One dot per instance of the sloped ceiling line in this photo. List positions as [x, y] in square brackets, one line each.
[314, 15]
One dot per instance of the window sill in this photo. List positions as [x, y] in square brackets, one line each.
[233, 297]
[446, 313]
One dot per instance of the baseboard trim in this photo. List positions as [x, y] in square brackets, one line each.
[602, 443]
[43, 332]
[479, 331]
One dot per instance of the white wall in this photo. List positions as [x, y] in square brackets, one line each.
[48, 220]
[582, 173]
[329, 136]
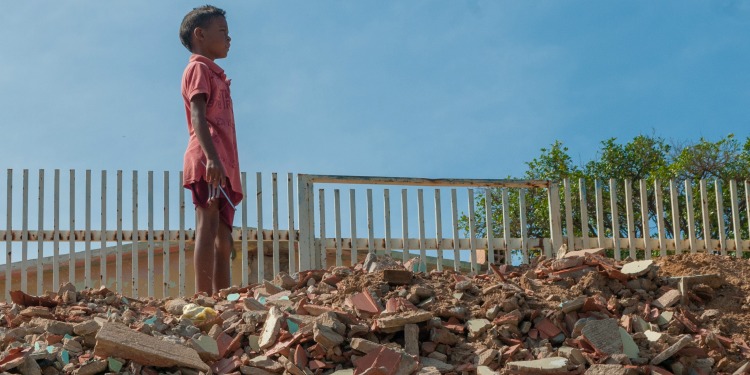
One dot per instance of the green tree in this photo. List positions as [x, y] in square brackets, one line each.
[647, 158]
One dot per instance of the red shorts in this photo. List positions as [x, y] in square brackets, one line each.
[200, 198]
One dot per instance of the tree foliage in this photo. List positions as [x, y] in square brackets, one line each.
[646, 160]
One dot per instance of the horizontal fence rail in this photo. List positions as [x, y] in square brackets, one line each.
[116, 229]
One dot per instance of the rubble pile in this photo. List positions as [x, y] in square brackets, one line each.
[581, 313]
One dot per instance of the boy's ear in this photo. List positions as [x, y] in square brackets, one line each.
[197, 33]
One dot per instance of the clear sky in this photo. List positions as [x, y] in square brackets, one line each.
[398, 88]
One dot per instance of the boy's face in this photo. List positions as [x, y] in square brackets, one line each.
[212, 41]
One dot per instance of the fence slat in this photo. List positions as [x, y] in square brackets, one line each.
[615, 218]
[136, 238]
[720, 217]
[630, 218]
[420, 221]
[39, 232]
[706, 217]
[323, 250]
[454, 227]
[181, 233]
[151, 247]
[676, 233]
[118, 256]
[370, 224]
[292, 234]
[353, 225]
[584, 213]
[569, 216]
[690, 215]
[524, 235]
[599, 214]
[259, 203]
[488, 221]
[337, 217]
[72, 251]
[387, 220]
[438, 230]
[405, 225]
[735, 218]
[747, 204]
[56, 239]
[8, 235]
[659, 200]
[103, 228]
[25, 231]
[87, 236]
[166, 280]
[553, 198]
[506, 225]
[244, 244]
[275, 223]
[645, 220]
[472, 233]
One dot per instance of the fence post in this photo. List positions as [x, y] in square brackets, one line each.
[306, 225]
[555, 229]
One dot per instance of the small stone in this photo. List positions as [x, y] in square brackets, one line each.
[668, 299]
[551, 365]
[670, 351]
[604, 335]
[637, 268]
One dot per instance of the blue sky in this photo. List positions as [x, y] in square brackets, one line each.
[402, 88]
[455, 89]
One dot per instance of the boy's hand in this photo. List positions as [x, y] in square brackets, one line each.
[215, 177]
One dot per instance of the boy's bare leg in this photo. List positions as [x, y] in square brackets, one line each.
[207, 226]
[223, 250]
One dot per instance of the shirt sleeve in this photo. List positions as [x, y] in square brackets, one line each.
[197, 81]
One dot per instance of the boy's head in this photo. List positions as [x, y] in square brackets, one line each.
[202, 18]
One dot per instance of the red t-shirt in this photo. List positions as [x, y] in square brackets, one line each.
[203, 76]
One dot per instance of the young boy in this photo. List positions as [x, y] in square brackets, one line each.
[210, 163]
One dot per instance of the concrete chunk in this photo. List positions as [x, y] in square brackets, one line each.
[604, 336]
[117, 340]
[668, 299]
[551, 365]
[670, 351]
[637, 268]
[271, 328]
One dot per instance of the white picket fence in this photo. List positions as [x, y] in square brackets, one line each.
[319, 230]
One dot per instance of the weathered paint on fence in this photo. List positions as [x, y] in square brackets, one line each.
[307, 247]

----

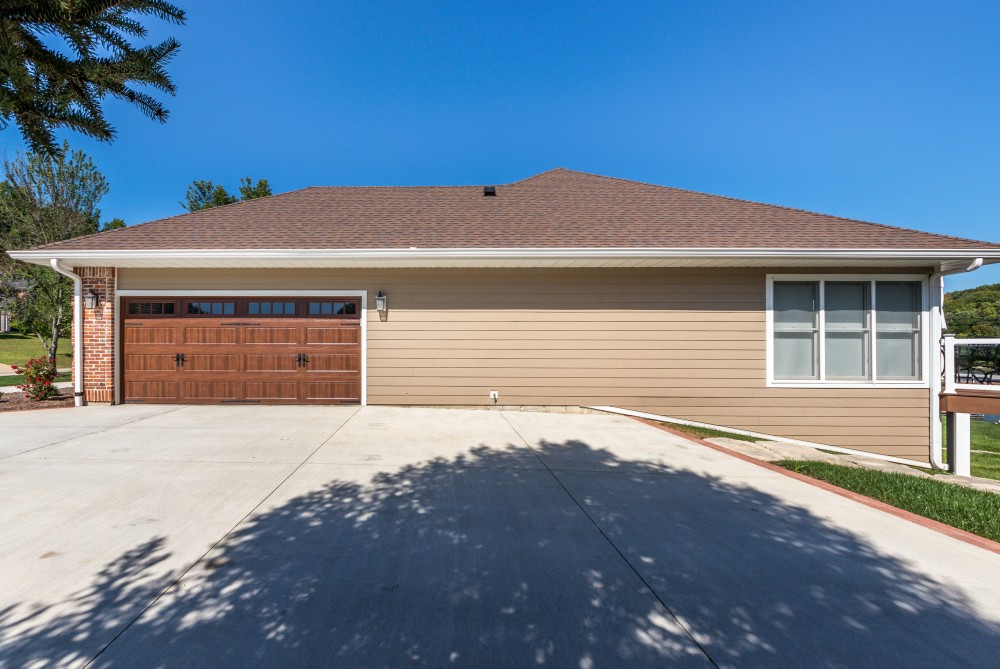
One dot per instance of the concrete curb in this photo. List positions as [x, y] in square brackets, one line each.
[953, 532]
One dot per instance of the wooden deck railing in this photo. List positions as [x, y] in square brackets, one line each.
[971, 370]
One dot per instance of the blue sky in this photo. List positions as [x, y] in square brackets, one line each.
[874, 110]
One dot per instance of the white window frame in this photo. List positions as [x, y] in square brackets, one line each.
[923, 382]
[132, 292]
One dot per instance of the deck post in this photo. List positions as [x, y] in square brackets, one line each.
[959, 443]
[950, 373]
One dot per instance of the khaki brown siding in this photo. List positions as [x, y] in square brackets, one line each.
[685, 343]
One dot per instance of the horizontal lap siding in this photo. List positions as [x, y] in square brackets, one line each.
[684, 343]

----

Find each line of the material above that contains the word "siding". Copy every such line in full.

Full answer:
One dot per instance of the khaki brown siding in this photo. List positions as [x, y] in square brackets, one line each.
One dot per instance of the horizontal lap siding in this photo. List positions as [x, y] in square brackets, one line each.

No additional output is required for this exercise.